[[ Exercise material, beginning ]]

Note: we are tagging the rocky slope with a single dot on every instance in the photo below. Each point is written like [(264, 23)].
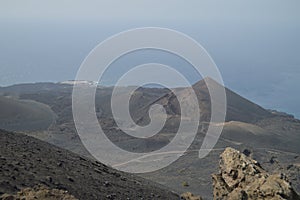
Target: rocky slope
[(242, 178), (27, 162)]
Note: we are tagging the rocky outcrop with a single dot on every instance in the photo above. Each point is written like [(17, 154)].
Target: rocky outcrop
[(189, 196), (39, 192), (242, 178)]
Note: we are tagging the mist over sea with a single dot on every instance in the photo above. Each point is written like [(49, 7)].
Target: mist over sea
[(258, 62)]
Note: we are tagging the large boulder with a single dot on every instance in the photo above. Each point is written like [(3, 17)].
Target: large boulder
[(242, 178)]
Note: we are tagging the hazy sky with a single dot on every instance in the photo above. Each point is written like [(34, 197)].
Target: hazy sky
[(255, 44)]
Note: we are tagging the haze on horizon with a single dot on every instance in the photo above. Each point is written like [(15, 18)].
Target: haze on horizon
[(255, 44)]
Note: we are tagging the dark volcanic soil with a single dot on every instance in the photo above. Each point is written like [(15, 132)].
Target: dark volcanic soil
[(26, 162)]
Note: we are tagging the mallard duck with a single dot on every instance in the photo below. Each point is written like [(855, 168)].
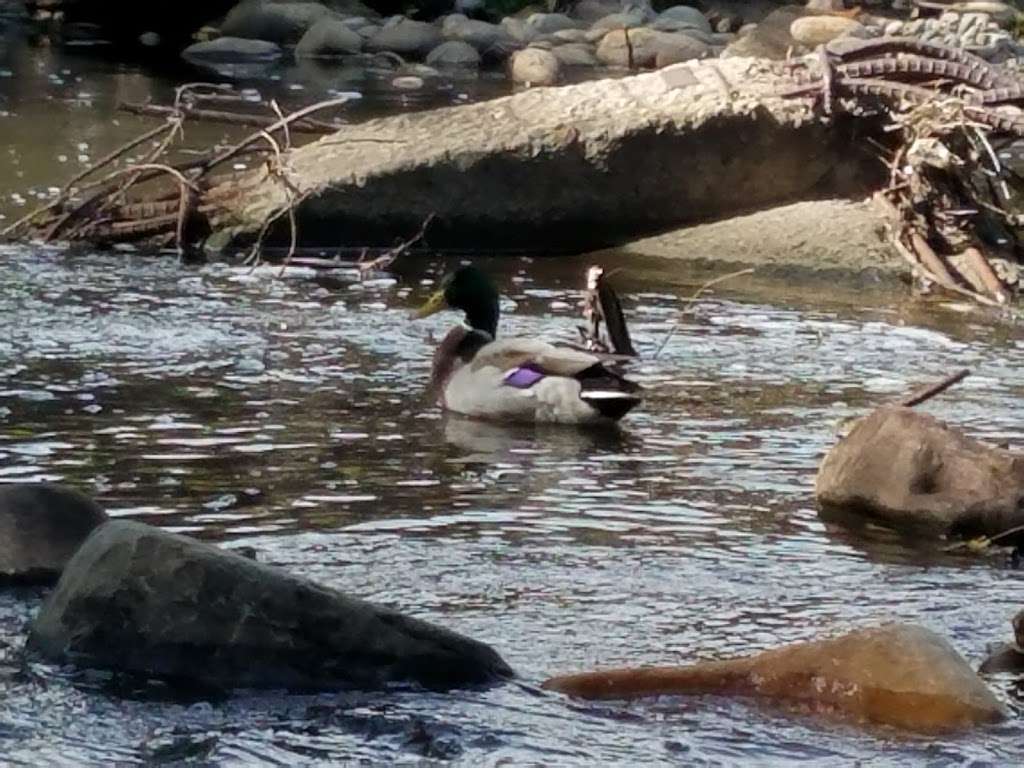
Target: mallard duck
[(516, 380)]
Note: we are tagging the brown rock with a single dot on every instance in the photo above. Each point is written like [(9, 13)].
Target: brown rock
[(814, 31), (913, 471), (769, 39), (899, 675), (536, 67), (41, 526)]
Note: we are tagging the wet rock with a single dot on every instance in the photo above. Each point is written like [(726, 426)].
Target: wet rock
[(284, 24), (903, 676), (637, 16), (227, 49), (408, 82), (536, 67), (576, 54), (546, 24), (327, 38), (825, 6), (569, 36), (41, 526), (369, 31), (770, 39), (138, 599), (454, 53), (518, 30), (814, 31), (684, 14), (589, 11), (646, 46), (675, 48), (407, 38), (481, 35), (1007, 657), (910, 470)]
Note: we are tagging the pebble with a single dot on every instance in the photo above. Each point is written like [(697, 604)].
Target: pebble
[(408, 83)]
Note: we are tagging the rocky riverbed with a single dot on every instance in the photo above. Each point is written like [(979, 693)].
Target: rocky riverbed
[(535, 46)]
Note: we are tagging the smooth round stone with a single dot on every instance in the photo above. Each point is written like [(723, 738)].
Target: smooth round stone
[(536, 67), (814, 31), (407, 37), (685, 14), (284, 24), (569, 36), (546, 24), (329, 37), (576, 54)]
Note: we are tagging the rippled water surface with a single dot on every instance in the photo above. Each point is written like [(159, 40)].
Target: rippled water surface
[(286, 414)]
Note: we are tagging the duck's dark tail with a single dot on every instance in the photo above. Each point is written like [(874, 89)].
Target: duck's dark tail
[(609, 394)]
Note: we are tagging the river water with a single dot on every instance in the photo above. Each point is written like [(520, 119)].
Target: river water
[(286, 413)]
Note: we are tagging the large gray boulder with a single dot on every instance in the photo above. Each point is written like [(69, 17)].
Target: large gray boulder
[(142, 600), (41, 526), (284, 24), (329, 37)]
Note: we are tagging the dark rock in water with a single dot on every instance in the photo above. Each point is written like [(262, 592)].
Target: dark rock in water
[(1007, 657), (329, 37), (41, 526), (232, 49), (284, 24), (138, 599), (454, 53), (914, 472)]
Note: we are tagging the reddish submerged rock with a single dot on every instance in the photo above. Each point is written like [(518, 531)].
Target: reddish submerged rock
[(903, 676)]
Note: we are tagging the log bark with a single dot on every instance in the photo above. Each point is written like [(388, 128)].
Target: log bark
[(574, 167)]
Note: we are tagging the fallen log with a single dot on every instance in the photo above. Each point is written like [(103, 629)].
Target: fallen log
[(576, 167)]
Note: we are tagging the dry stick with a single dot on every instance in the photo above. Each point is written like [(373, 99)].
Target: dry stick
[(103, 161), (979, 264), (915, 398), (284, 125), (222, 116), (387, 258), (931, 260), (692, 299), (231, 152)]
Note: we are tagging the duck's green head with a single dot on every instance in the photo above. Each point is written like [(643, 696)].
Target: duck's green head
[(468, 289)]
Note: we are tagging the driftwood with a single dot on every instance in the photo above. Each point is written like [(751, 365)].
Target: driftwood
[(623, 157), (897, 675)]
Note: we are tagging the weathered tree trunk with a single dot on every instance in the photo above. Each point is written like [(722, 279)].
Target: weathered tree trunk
[(579, 166)]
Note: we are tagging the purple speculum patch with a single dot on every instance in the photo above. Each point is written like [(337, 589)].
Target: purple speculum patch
[(522, 378)]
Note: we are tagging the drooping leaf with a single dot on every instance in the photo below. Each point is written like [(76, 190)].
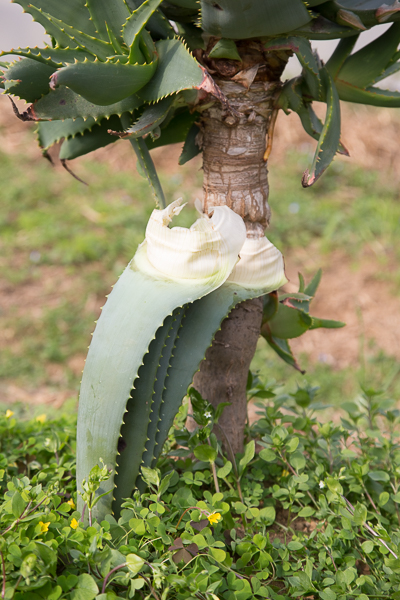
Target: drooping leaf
[(326, 324), (104, 83), (151, 118), (313, 125), (241, 19), (73, 12), (143, 402), (177, 70), (330, 135), (114, 14), (28, 79), (90, 140), (287, 323), (121, 339)]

[[ Exercise material, end ]]

(Exercise goal) Return the entries above exactly as they appear. Pictures should not be copied.

(Output)
Note: we are tagging the rocky slope with a single dot on every instance in the photo below. Each point is written like [(264, 23)].
Target: rocky slope
[(242, 178), (27, 162)]
Note: we are tagging the rocky outcrop with a single dot on every instance in the photo above. Each point is written like [(17, 154)].
Target: rocky outcrop
[(189, 196), (39, 192), (242, 178)]
Note: we are tagging the mist over sea with a single dot on every instance in the photo above. Each point is written like [(49, 7)].
Target: mist over sea
[(258, 62)]
Note: we are tagging the large boulder with a single dot on every instance in the photo above. Each point is written like [(3, 17)].
Target: large boulder
[(242, 178)]
Note: we are tagging the hazy sky with a single dot on every instance in the photo above. Each point is written like [(34, 197)].
Target: hazy sky
[(255, 44)]
Note: we are tagging the haze on horizon with a single dot on every instance in the photo above. Each point is written like [(15, 18)].
Target: haze on horizon
[(255, 44)]
Note: we are tagging the dark volcanic soil with a single dot on every instance in the photo above. Each point is written like [(15, 132)].
Target: dark volcanic soil
[(26, 162)]
Note: we are tagging the mallard duck with a single dot on every instance in the photo below. Each point is written like [(855, 168)].
Target: mallard duck
[(516, 380)]
Note: we are tagging the brown rock with a single dot on every instance in the photo above. Each point is written like [(9, 13)].
Target: brown rock
[(814, 31), (913, 471), (769, 39), (899, 675), (536, 67), (41, 526)]
Note: we are tagging the wet rock with a single dot on every instance in the photo above. Each point is written like [(726, 426)].
Target: wet rock
[(284, 24), (903, 676), (637, 16), (227, 49), (408, 82), (536, 67), (576, 54), (546, 24), (327, 38), (825, 6), (569, 36), (41, 526), (369, 31), (770, 39), (138, 599), (454, 53), (518, 30), (814, 31), (684, 14), (589, 11), (646, 46), (675, 48), (407, 38), (481, 35), (1007, 657), (910, 470)]
Note: we are tagging the pebble with a single dot on every instance in the photo above. Each point is written like [(697, 604)].
Target: pebble
[(408, 83)]
Note: we are tagging the rocky riverbed with a single dot on every instance in the photo above. Each point is written like [(979, 693)].
Target: rocky riverbed
[(535, 46)]
Note: we are tagging the smooth round stone with a single dot on every instance in the photo above. Each point is written like [(723, 738)].
Target: smooth round stone
[(536, 67), (814, 31), (407, 37), (685, 14), (284, 24), (569, 36), (546, 24), (329, 37), (576, 54)]
Note: we are tagging the rippled water surface with a single dot on every instance in the photo above. Each point is written like [(159, 40)].
Target: rippled water surface
[(286, 414)]
Note: we are tagging the duck's dark tail with a single dot on every instance in the photo above. Each point is written like [(874, 89)].
Target: duck's dark tail
[(609, 394)]
Note: we are tagging the river water with a single dot on every instance in the photo above. Each point is written like [(520, 119)].
Target: river water
[(286, 413)]
Note: we are tagging the large gray boulder with a single dot on every instance in the photo above. Each point is written like [(69, 17)].
Target: large gray boulder
[(142, 600), (41, 526), (284, 24), (329, 37)]
Note: we are tagging the dark rock in water with a single dot on every instance in the photo above. Each point is written like [(262, 592)].
Target: dark rock in water
[(1007, 657), (329, 37), (41, 526), (232, 49), (284, 24), (138, 599), (454, 53), (914, 472)]
Note: we are tagging the reddish submerged rock with a single dot on every instance in the photo above. Each point is written like [(518, 531)].
Target: reddish submerged rock
[(903, 676)]
Note: we are tagging the log bark with a single dot on every instance in the photo above. Each point is written like [(388, 128)].
Target: log bark
[(574, 167)]
Note: we are tagging the fallen log with a single dot on every instance in the photo above. Each point is written like [(103, 629)].
Target: fallen log
[(576, 167)]
Note: we are tagging the dry stick with a single dot on every instance in the photo above. Each point is written like [(373, 99)].
Target: dry stick
[(103, 161), (979, 264), (915, 398), (284, 125), (222, 116), (387, 258), (931, 260), (692, 299), (231, 152)]
Note: we are tagging the duck's green head with a single dot on every instance in the photo above. Each point is written like [(643, 696)].
Target: duck's green head
[(468, 289)]
Note: we are tagging the driftwood with a single dot on every instance in the photo above. Each point is written like [(751, 365)].
Target: driftwood
[(623, 157), (897, 675)]
Note: we are tagging the weathered tree trunk with a single dot on every instance in the photo above. Each point is written like [(722, 279)].
Target: weathered tree trunk
[(579, 166)]
Note: we are tagging the purple speculum patch with a single dot on every instance in the photo above. Each point is written like [(337, 589)].
Target: purple speculum patch
[(522, 378)]
Note: we are tagging the drooping leaf with a single dot on every instance in the photo below. Each point is written like [(76, 190)].
Target: drooping leaf
[(326, 324), (104, 83), (151, 118), (313, 125), (241, 19), (73, 12), (143, 402), (177, 70), (330, 135), (114, 14), (28, 79), (90, 140), (287, 323), (121, 339)]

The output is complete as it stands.